= Instruction =
In the lines below, rename every "instance" to "occurrence" and reproduce the lines with no other change.

(Location annotation dataset excerpts)
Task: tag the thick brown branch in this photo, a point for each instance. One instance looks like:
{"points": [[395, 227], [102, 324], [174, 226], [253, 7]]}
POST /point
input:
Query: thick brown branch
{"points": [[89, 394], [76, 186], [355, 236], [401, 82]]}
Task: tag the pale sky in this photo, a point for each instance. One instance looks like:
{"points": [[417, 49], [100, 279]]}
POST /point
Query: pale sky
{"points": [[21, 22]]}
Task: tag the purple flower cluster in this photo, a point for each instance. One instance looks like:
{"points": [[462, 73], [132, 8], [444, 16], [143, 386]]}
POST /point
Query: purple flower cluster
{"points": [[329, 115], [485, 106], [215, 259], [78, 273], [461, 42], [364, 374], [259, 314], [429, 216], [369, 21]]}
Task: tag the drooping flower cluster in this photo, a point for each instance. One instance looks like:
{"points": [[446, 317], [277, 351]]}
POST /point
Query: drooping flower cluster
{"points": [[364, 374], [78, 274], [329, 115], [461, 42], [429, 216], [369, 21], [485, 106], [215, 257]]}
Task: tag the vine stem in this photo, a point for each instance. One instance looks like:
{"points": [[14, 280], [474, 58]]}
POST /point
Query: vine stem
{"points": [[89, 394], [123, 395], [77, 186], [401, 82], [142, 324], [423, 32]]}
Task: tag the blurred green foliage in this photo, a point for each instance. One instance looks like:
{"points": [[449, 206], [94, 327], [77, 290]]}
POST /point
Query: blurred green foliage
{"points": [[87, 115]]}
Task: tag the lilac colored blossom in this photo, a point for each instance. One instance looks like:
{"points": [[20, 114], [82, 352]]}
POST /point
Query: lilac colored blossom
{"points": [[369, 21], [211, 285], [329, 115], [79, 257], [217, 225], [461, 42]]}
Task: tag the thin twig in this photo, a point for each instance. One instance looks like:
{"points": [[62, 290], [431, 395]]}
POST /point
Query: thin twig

= Result of the exercise =
Task: tag the thick brown branch in this photo, a point for each occurrence. One occurrence looks like:
{"points": [[395, 227], [102, 324], [174, 226], [253, 7]]}
POST /point
input:
Query: thick brown branch
{"points": [[89, 394], [76, 186], [355, 236], [401, 82]]}
Task: tag the pale sky in this photo, a point for each occurrence. One occurrence looks like:
{"points": [[417, 49], [100, 279]]}
POST /point
Query: pale sky
{"points": [[21, 22]]}
Task: tag the purple flower cluster in this photo, a point for each occurrence. One occurrence looks like:
{"points": [[462, 73], [132, 8], [444, 16], [143, 386]]}
POST /point
Query: purple flower cluster
{"points": [[329, 115], [485, 106], [215, 259], [78, 273], [461, 42], [364, 374], [259, 314], [429, 216], [369, 21]]}
Task: tag the drooping flower cluster in this photo, a point for each occurrence. One occurrence looks like:
{"points": [[446, 317], [277, 351]]}
POST /point
Query: drooping flower cluster
{"points": [[364, 374], [78, 274], [329, 115], [461, 42], [429, 216], [369, 21], [485, 106], [215, 257]]}
Task: tag the vine stem in this photo, a point for each occurrence. One occurrence looks like:
{"points": [[14, 280], [474, 58]]}
POST /point
Query: vine stem
{"points": [[89, 394], [123, 395], [77, 186], [401, 82], [142, 324], [423, 32]]}
Task: tag the blurred green foliage in this photo, a point for each occurrence. One occurrence looks like:
{"points": [[449, 206], [94, 327], [77, 290]]}
POST /point
Query: blurred green foliage
{"points": [[87, 115]]}
Task: tag the lilac colored blossom in this photo, a point for each occurrence. One occurrence looks like:
{"points": [[20, 114], [82, 352]]}
POST /point
Query: lilac colored blossom
{"points": [[369, 21], [211, 285], [329, 115], [79, 257], [217, 225], [461, 42]]}
Task: tag the thin twig in this photo, a point for each occurrence. One occurrence looks like:
{"points": [[62, 290], [431, 395]]}
POST /point
Query: thin twig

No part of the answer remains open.